▶ _Task directions_:
Rename every "instance" in the records below to "occurrence" and write all the lines out again with nothing else changed.

▶ _Data rows_:
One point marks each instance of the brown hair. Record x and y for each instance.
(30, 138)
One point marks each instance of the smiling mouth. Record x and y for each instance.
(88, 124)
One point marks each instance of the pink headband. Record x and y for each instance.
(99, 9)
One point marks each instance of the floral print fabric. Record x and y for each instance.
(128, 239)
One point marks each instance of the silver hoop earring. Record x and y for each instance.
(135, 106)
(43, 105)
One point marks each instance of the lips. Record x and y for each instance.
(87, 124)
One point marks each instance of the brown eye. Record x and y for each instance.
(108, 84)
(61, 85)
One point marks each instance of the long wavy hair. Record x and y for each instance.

▶ _Written solution_:
One point marks each occurrence of the brown hair. Record x and y for each occurrence.
(30, 138)
One point marks each occurrence of the smiling mouth. Record x and y for each occurrence.
(88, 124)
One point marks each occurrence of the pink headband. Record x and y for each occurrence.
(99, 9)
One point marks each occurrence of the floral print fabric. Record x and y for each occurrence.
(128, 239)
One point marks each occurrence of the silver hoop earring. Record x and y for each occurrence.
(135, 106)
(43, 105)
One point marks each occurrence of the lips. Record x and y for each occurrence.
(87, 124)
One point marks each occurrence of the brown eye. Record x and y for each occurrence.
(108, 84)
(61, 85)
One point marks each occurrence of the long wavy hair. Record x and y for each occurrence.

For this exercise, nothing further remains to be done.